Aquella gesta tuvo una gran trascendencia, no sólo por el golpe moral y la pérdida material que supuso para los invasores, sino porque abrió los ojos al conde de Aguilar sobre la estrategia a seguir en la conducción de las próximas operaciones, en las que Cereceda jugaría un papel estelar. Aunque débilmente documentada, aluden a ella algunas relaciones de servicios de soldados intervinientes y una de las cartas recopiladas por su sobrino y heredero, Juan de Cabrera y Cereceda, que encargaría y publicaría su Oración fúnebre, una importante fuente de información sobre las virtudes, costumbres y religiosidad de nuestro personaje, pero mucho menos relevante para profundizar el conocimiento de sus acciones bélicas.

A mediados de julio de 1706, la herencia de Felipe V parecía más asentada en las sienes del pretendiente archiducal, ya reconocido como Carlos III de España en Cataluña, Aragón y Valencia, cuyas tropas también ocupaban Salamanca, Ávila, Madrid, Toledo y otras plazas y villas menores de Castilla. Muchos aconsejaban al Borbón retirarse a Navarra, bajo la protectora seguridad de Francia, lo que habría podido dilapidar sus apoyos en la semiocupada Castilla.

Reforzado el ejército con regimientos franceses que entraron por Navarra, el 16 de julio se restableció la paridad de fuerzas con el enemigo. El Consejo quería forzar una batalla para expulsarles de Castilla, a lo que lúcidamente se opuso el conde de Aguilar sopesando los riesgos de empeñar en combate a la única fuerza capaz de sostener al Rey en su trono. Arguyó que, privándose a los confederados de sus reservas de provisiones, se les obligaría a levantarse de Castilla sin necesidad de afrontar los riesgos de una batalla y se ofreció para llevar tal plan a cabo. El 31 de julio, al frente de dos mil jinetes, sorprendió y capturó en Marchamalo, cerca de Guadalajara, gran parte del bagaje de los austrinos, que hubieron de abandonar primero Guadalajara y después Alcalá de Henares, recobrada por las tropas borbónicas el 2 de agosto. Dicho día volvió a tomar el bagaje del enemigo en su retirada de Alcalá de Henares, del cual se apoderó completamente, hecho que les obligó a retirarse al valle del Tajuña por la falta de subsistencias. Merced a dicha retirada, un destacamento al mando del marqués de Mejorada recobraría Madrid el día 4 de agosto.

> REGISTROS MOSTRADOS
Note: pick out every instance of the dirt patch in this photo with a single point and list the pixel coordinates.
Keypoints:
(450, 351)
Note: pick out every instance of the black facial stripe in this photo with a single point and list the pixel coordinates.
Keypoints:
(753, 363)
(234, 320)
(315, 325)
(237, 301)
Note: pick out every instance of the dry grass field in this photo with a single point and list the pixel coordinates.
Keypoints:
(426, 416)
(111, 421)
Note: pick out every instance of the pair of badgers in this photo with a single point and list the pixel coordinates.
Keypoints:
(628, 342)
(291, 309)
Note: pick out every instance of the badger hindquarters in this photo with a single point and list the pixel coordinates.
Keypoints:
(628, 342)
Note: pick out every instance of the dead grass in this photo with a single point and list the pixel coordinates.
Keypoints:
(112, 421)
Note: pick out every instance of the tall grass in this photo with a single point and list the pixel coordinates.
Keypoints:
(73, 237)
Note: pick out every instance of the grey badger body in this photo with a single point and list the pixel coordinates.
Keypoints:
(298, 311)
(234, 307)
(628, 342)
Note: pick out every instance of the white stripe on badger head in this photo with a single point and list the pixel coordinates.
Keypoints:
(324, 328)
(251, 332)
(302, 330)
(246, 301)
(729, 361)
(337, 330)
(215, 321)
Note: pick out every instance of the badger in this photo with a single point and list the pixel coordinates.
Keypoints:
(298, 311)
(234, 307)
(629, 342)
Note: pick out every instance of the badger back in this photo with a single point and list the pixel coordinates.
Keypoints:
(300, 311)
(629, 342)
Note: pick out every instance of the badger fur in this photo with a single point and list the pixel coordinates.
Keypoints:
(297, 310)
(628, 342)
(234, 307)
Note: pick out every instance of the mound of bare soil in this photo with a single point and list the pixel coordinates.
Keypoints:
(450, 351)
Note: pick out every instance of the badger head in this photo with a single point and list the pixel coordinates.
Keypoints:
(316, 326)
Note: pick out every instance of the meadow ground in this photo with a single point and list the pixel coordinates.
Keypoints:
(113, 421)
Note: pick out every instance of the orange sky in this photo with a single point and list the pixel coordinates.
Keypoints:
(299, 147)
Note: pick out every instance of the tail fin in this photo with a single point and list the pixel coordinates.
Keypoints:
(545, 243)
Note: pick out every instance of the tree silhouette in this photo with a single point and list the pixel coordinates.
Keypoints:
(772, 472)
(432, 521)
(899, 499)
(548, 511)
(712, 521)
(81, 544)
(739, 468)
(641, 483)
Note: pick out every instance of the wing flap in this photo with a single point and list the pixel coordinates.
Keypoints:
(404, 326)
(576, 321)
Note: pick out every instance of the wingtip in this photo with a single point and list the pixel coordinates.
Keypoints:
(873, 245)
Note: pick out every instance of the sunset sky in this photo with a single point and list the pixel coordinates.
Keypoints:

> DETALLES DEL EJERCICIO
Transcribe el pasaje del fragmento sobre la campaña de 1706 comprendido entre "Aquella gesta tuvo" y "sus acciones bélicas.", ambos incluidos. Los registros no guardan ninguna relación con el fragmento sobre la campaña de 1706.

> RESPUESTA DEL EJERCICIO
Aquella gesta tuvo una gran trascendencia, no sólo por el golpe moral y la pérdida material que supuso para los invasores, sino porque abrió los ojos al conde de Aguilar sobre la estrategia a seguir en la conducción de las próximas operaciones, en las que Cereceda jugaría un papel estelar. Aunque débilmente documentada, aluden a ella algunas relaciones de servicios de soldados intervinientes y una de las cartas recopiladas por su sobrino y heredero, Juan de Cabrera y Cereceda, que encargaría y publicaría su Oración fúnebre, una importante fuente de información sobre las virtudes, costumbres y religiosidad de nuestro personaje, pero mucho menos relevante para profundizar el conocimiento de sus acciones bélicas.